───── Artikel

O ya, yang dilakukan kedua
organisasi ini adalah mengatasi problem-problem umat yang serius seperti
kemiskinan, kebodohan, dan ketertinggalan pengetahuan dan teknologi. Oleh
karena itu, heran juga kalau persoalan jilbab selalu jadi senjata kampanye
bahkan alat untuk menyerang golongan lain. Padahal, ahli-ahli turats di lintasan
sejarah negeri ini telah mereproduksi ratusan khazanah yang melampaui satu
hal itu untuk membangun peradaban yang indah di Nusantara berabad lamanya.
Pedagang pasar, petani,
dan pegawai mungkin dianggap tidak berjilbab syar'i, tapi mereka menanam
padimu, mendistribusikan ke toko hingga sampai pada dapur lalu perutmu.
Tenang saja, ibu dan bapak pejuang ini tetap datang ke masjid dengan suci
ketika berjamaah, dan bertetangga dengan guyub rukun kok.
Memang sih, saya sering
menemukan konten-konten website dan isi ceramah yang mengaku islami tapi
mempromosikan kebencian bahkan memanas-manasi umat buat bikin ribut atau
peperangan. Mereka suka membodohi umat untuk benci pada golongan lain atau
bangsa asing. Padahal, ini tahun 2017. Kita adalah masyarakat global yang
terjalin satu sama lain yang saling bekerja sama. Negara-negara yang masih
terjajah seperti Palestina dan Yaman adalah tanggung jawab kemanusiaan, tak
memandang apapun agamanya. Toh, banyak pula peperangan justru berkobar di
negeri kelahiran para Nabi. Seperti orang baik ada di mana-mana, orang jahat
pun ada di mana-mana.

──────────
───── Bahan yang Diberikan

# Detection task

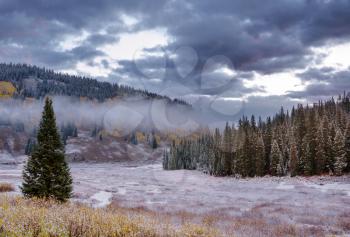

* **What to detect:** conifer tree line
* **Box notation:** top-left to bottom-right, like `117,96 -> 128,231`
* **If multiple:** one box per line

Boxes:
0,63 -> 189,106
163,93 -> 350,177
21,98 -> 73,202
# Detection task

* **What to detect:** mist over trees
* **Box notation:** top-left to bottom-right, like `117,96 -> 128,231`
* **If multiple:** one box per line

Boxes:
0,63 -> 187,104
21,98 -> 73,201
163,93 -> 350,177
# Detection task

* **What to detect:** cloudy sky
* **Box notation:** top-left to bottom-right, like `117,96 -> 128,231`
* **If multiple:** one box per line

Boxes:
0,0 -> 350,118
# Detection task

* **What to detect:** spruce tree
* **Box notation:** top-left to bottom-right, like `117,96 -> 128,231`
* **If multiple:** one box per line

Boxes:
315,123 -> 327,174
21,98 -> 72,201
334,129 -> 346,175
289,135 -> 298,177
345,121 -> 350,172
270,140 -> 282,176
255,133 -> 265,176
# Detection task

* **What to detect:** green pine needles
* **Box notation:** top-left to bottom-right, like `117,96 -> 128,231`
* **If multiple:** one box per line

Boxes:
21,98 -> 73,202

──────────
───── Bahan yang Diberikan

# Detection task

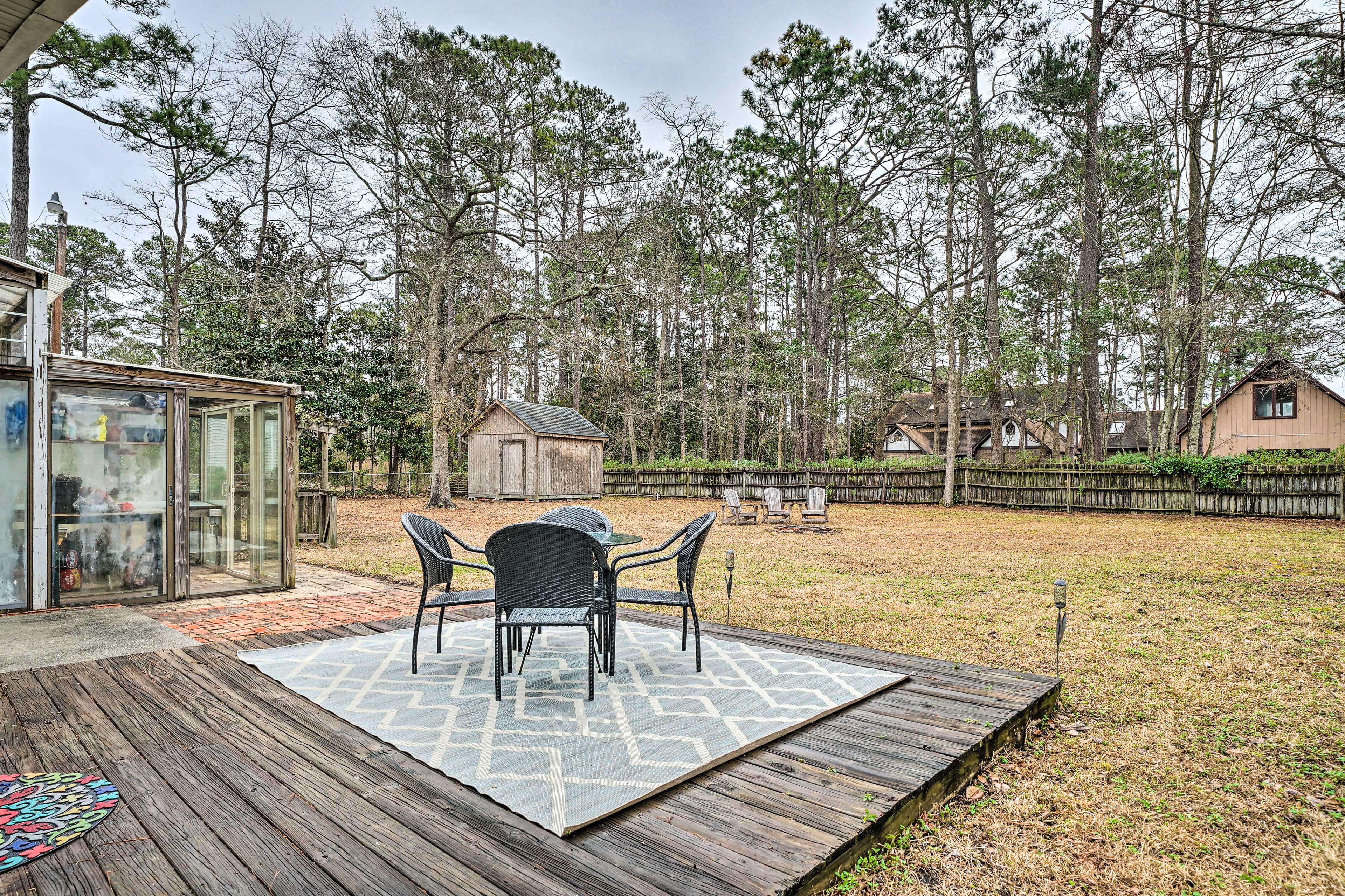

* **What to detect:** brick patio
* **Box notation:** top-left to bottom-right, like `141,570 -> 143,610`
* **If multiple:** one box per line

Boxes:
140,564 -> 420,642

──────────
───── Bahan yang Diberikan

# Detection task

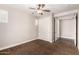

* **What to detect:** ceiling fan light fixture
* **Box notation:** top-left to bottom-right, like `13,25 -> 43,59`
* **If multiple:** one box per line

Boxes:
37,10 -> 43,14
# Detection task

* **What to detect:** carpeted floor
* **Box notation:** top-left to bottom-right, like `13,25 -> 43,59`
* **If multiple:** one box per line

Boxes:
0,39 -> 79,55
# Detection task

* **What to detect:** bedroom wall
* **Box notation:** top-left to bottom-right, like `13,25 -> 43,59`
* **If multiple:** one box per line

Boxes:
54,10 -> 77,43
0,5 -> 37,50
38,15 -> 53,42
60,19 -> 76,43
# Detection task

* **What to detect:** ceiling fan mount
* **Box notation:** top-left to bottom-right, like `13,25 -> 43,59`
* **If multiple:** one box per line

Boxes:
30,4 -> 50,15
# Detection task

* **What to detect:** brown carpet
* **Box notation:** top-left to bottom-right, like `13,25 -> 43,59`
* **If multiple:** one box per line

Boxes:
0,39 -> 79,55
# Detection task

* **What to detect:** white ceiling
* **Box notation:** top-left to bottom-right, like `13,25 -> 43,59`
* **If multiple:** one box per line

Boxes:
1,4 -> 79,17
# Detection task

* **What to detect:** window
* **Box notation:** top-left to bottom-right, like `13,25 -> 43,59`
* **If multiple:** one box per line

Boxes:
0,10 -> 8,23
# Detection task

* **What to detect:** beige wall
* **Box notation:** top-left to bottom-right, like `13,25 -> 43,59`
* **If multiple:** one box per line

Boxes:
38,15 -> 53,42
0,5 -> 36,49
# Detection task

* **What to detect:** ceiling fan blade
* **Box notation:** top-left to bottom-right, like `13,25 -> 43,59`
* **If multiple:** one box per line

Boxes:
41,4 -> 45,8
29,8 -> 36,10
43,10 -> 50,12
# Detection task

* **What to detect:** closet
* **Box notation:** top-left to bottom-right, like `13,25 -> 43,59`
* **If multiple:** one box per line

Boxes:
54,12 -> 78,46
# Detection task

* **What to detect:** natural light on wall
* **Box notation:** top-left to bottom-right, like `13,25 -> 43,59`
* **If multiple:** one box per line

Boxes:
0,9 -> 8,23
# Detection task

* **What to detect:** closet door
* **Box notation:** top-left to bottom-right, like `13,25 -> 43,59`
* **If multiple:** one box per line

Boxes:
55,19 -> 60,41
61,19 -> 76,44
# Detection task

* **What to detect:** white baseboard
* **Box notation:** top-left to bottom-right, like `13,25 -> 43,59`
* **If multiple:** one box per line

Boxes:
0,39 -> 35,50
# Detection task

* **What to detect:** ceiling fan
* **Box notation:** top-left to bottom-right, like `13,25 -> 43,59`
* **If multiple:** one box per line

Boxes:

──────────

# [Tujuan Latihan]
Tulis ulang bagian artikel tentang jilbab dan kerukunan umat, mulai dari "Tenang saja, ibu" terus sampai "ada di mana-mana.", dan tukar "masyarakat global" dengan "warga dunia".

# [Penyelesaian]
Tenang saja, ibu dan bapak pejuang ini tetap datang ke masjid dengan suci
ketika berjamaah, dan bertetangga dengan guyub rukun kok.
Memang sih, saya sering
menemukan konten-konten website dan isi ceramah yang mengaku islami tapi
mempromosikan kebencian bahkan memanas-manasi umat buat bikin ribut atau
peperangan. Mereka suka membodohi umat untuk benci pada golongan lain atau
bangsa asing. Padahal, ini tahun 2017. Kita adalah warga dunia yang
terjalin satu sama lain yang saling bekerja sama. Negara-negara yang masih
terjajah seperti Palestina dan Yaman adalah tanggung jawab kemanusiaan, tak
memandang apapun agamanya. Toh, banyak pula peperangan justru berkobar di
negeri kelahiran para Nabi. Seperti orang baik ada di mana-mana, orang jahat
pun ada di mana-mana.